Entries from a dataset
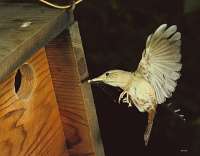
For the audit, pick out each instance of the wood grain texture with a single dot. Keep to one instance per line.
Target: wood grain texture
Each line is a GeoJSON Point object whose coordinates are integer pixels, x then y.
{"type": "Point", "coordinates": [19, 42]}
{"type": "Point", "coordinates": [68, 68]}
{"type": "Point", "coordinates": [30, 123]}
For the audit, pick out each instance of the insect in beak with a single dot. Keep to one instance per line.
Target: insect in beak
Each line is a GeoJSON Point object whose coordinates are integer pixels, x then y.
{"type": "Point", "coordinates": [95, 80]}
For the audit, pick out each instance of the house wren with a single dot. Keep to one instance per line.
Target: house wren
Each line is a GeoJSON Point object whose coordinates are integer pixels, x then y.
{"type": "Point", "coordinates": [156, 75]}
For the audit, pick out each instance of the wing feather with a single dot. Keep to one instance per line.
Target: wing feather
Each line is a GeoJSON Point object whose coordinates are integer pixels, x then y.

> **What the task asks**
Reproduce the lines of the records with every "For the audit" replaced by "For the review" and nothing else altered, leaving out the pictures.

> **Written response**
For the review, pick out each instance of the wood grain texture with a single dot. Keep to one instance per line.
Target: wood grain texture
Each line is a GeoJSON Point object whose coordinates are integer pixels, x then y.
{"type": "Point", "coordinates": [19, 42]}
{"type": "Point", "coordinates": [68, 68]}
{"type": "Point", "coordinates": [30, 123]}
For the review, pick out each instance of the insect in beak with a single dot. Keep to one instance per line.
Target: insect in beak
Each line is a GeoJSON Point object whose coordinates are integer pixels, x then y.
{"type": "Point", "coordinates": [95, 80]}
For the review, pick out each instance of the house wren with a single dot. Keep to one instance per line.
Target: house wren
Each line is a GeoJSON Point object whose coordinates are integer pixels, x then y.
{"type": "Point", "coordinates": [156, 75]}
For the review, pick out each instance of the wing feather with a single dot. Keep to one instance per line.
Target: wing feather
Each line is a GeoJSON Point object whose coordinates are integer pixels, x then y.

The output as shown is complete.